MATERIAL TO PROCESS.
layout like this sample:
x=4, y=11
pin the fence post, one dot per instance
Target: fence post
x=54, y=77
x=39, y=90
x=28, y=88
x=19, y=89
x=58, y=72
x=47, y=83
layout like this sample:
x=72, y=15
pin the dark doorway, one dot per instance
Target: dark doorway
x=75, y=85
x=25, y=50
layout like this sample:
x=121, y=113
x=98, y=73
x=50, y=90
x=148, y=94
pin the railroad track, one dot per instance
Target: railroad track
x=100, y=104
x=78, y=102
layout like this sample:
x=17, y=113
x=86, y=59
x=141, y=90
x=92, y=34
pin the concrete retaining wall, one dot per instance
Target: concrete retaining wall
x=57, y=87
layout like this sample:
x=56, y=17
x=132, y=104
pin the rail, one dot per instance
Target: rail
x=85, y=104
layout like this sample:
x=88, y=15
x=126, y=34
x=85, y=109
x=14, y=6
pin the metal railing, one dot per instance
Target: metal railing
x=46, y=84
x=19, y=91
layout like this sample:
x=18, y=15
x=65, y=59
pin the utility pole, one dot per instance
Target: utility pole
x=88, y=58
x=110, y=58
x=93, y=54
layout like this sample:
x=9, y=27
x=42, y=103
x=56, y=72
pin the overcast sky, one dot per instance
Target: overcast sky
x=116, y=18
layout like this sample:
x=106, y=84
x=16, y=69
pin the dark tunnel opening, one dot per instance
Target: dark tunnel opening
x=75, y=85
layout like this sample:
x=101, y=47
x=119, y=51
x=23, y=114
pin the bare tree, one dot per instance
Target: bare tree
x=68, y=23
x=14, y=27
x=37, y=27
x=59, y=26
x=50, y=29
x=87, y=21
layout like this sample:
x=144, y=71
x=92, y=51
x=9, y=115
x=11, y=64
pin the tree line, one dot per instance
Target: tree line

THE TASK. Edit the records from the start through the line containing "x=116, y=18", changing "utility pole" to "telephone pole" and leaving every other line unchanged.

SOLUTION TO THE PROBLEM.
layout like this sample:
x=4, y=11
pin the fence post, one dot per instance
Target: fence post
x=54, y=77
x=39, y=90
x=28, y=88
x=19, y=89
x=58, y=72
x=47, y=83
layout like this sample:
x=72, y=15
pin the dark doorway, one dot per instance
Target: dark doorway
x=75, y=85
x=25, y=50
layout like this sample:
x=121, y=113
x=98, y=73
x=50, y=90
x=148, y=94
pin the railroad track, one dot per instance
Target: railroad track
x=100, y=104
x=78, y=102
layout like this sample:
x=17, y=113
x=86, y=59
x=141, y=90
x=92, y=34
pin the concrete retaining wall, one dot per instance
Target: concrete retaining wall
x=57, y=87
layout like this sample:
x=56, y=17
x=132, y=104
pin the rail, one dot per instance
Target: rail
x=85, y=104
layout like this sample:
x=88, y=15
x=126, y=34
x=85, y=109
x=14, y=6
pin the metal railing, one dot per instance
Target: metal railing
x=46, y=84
x=19, y=91
layout like this sample:
x=18, y=15
x=65, y=59
pin the telephone pole, one dot per instance
Target: telephone pole
x=88, y=58
x=110, y=58
x=93, y=54
layout like this sample:
x=9, y=27
x=42, y=103
x=56, y=72
pin the overcast sky, one dot per instance
Target: overcast sky
x=116, y=18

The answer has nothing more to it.